TO BE DONE: Exactly repeat all the records below, omitting the images they hold.

<<<<

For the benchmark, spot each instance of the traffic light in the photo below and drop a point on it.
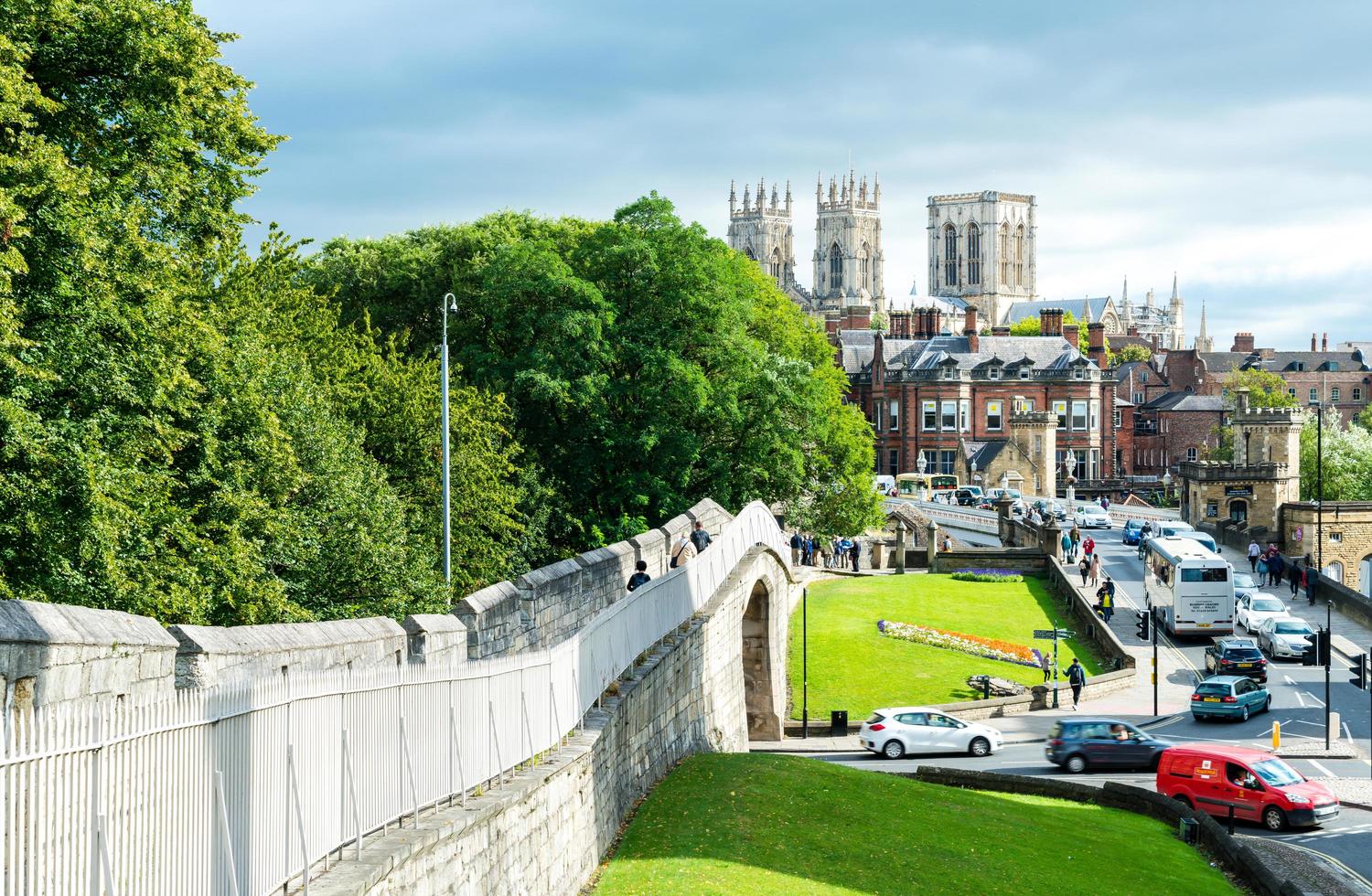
(1360, 671)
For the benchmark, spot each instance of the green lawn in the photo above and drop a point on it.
(853, 667)
(759, 824)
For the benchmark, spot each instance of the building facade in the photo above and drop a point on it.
(981, 250)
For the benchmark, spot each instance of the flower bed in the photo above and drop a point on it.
(987, 575)
(976, 645)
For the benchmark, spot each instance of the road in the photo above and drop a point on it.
(1344, 840)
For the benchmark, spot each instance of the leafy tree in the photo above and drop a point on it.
(1265, 389)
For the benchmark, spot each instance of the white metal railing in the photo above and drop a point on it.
(252, 789)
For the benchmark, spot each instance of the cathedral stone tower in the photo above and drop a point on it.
(763, 230)
(981, 250)
(848, 257)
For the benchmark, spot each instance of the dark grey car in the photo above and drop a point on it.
(1086, 744)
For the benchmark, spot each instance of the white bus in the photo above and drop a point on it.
(1190, 589)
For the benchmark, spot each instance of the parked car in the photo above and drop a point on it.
(1089, 517)
(1259, 786)
(1229, 698)
(1132, 531)
(1086, 744)
(1284, 637)
(1253, 610)
(970, 496)
(1235, 656)
(922, 731)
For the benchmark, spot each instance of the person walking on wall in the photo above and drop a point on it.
(682, 552)
(700, 539)
(639, 575)
(1077, 678)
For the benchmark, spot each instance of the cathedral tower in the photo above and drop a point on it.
(763, 230)
(981, 250)
(848, 257)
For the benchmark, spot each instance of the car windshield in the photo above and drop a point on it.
(1276, 773)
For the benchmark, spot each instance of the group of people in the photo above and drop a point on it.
(809, 550)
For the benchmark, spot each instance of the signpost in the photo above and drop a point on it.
(1053, 635)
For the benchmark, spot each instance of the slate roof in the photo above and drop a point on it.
(1023, 310)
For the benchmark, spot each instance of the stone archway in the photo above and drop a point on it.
(763, 722)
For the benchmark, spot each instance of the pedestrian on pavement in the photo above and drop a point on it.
(682, 552)
(700, 539)
(639, 575)
(1077, 678)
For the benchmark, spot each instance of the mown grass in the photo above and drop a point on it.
(760, 825)
(852, 667)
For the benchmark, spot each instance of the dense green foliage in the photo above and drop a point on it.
(762, 824)
(184, 432)
(647, 365)
(851, 666)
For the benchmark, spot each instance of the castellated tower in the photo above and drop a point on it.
(763, 230)
(848, 257)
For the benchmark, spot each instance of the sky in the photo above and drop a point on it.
(1224, 142)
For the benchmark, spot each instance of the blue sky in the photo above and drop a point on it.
(1228, 142)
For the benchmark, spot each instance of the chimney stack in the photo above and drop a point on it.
(1097, 343)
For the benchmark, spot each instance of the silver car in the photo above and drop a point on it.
(902, 731)
(1284, 637)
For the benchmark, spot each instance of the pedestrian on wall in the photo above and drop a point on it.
(700, 539)
(682, 552)
(1077, 678)
(639, 575)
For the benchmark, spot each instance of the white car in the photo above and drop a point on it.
(1092, 517)
(902, 731)
(1253, 610)
(1284, 637)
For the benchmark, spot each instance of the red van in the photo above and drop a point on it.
(1259, 785)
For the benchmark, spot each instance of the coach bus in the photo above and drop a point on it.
(1190, 589)
(908, 485)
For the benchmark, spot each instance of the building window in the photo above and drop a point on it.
(1078, 416)
(949, 255)
(973, 254)
(1020, 255)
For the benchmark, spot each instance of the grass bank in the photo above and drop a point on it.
(760, 825)
(853, 667)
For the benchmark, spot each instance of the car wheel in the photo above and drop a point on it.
(1273, 818)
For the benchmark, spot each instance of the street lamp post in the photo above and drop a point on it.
(449, 301)
(1319, 553)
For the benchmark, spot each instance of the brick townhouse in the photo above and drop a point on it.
(949, 397)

>>>>

FINISHED TASK:
For the benchmark, spot each instance of the traffic light in the photo below and drop a point on it.
(1360, 671)
For the benchmark, spot each instance of the green lawn in the photo above and drop a point on it.
(853, 667)
(759, 824)
For the benchmark, spot each instance of the building facade in the photo above and drop a point on it.
(981, 250)
For the benchmark, spot each instance of the flower bed in the photo above and drop a point on it.
(987, 575)
(976, 645)
For the benchmark, spot each instance of the road in the photo above and drop a point on it.
(1344, 840)
For the benchmark, spot each instance of the leafy tree in the photo above and drop a point on it.
(1265, 389)
For the benchmark, spot each instance of the white metal railing in the photo above and drop a point on it.
(252, 789)
For the benchmark, spot each instance of the cathedral stone tower in the photo above and drop a point on it.
(763, 230)
(981, 250)
(848, 257)
For the benchmark, spot each instance of the dark grey car in the photo above and drop a point on it.
(1086, 744)
For the benchmark, spot each instance of the white bus in the photo above and drop a point on it.
(1190, 589)
For the benchmark, spot each instance of the parked car in the photo above and drop a point on it.
(1089, 517)
(1259, 786)
(1229, 698)
(1132, 531)
(1086, 744)
(1284, 637)
(1253, 610)
(970, 496)
(1235, 656)
(922, 731)
For the benchmark, spot each instance of the person walking on wall in the photo above and drop a point on it.
(682, 552)
(700, 539)
(639, 575)
(1077, 678)
For the benchmark, spot each instance of the cathedral tower in the photo above and drop a point on it.
(763, 230)
(981, 250)
(848, 257)
For the benchmark, spot each instance of the car windshield in the photo above and drop a point on it.
(1276, 773)
For the benchmark, spot each instance of the group of people in the photo above and drop a point on it.
(809, 550)
For the benchmark, spot each instance of the signpost in the photo above and drop a point on it.
(1053, 635)
For the benchmark, spot each instance of the slate roof in the photo above and drop a point on it.
(1023, 310)
For the benchmark, spot each instance of the stone archway in the photo above and drop a point on it.
(763, 722)
For the benchmark, spot each instance of the pedestrian on pavement in the photo above and drop a point on it.
(682, 552)
(700, 539)
(639, 575)
(1077, 678)
For the benchmark, spot each instance of the mown grass in the photo above and drop a point on it.
(760, 825)
(852, 667)
For the benchmark, spot each instance of the dense green foliage in the photo above and drop a point on it.
(762, 824)
(184, 432)
(647, 365)
(851, 666)
For the benchmark, spot each instance of the castellated tower in the photo above and drop a point on it.
(763, 230)
(848, 257)
For the benchmark, spot each instance of the sky in the photo above and drop a point on it.
(1224, 142)
For the benchmark, spot each instance of the blue sky in the photo above and drop a point on it.
(1228, 142)
For the benchmark, spot each instance of the chimney stack in the photo above and drop a point on it.
(1097, 343)
For the benchmark, spot each instance of the silver car in the photo above and drop a point on it.
(902, 731)
(1284, 637)
For the benchmark, spot each instance of the pedestrian on wall in the photo above and drop a point on it.
(700, 539)
(682, 552)
(1077, 678)
(639, 575)
For the benchmark, spot each instance of the white car in the photo above and drop a point on it.
(1092, 517)
(902, 731)
(1253, 610)
(1284, 637)
For the benchmark, spot each instance of the red van in the photo above and drop a point on it.
(1259, 785)
For the benchmark, spot each instance of the coach bus in the photo above and drop a point on it.
(1190, 589)
(908, 485)
For the benchmark, spot each instance of the building window in the photo above and drop a point on it.
(1078, 416)
(949, 255)
(973, 254)
(1020, 255)
For the benchmark, spot each instance of the grass bank in the photo above and drop a point on it.
(760, 825)
(853, 667)
For the benchmark, spot each instance of the car wheel in the photo above and drop a point on it.
(1273, 818)
For the benchmark, spot each instance of the street lamp post in the photo above and drop a point on it.
(449, 301)
(1319, 553)
For the benchmark, spot each instance of the brick townhouse in the photo above and drop a point on it.
(949, 397)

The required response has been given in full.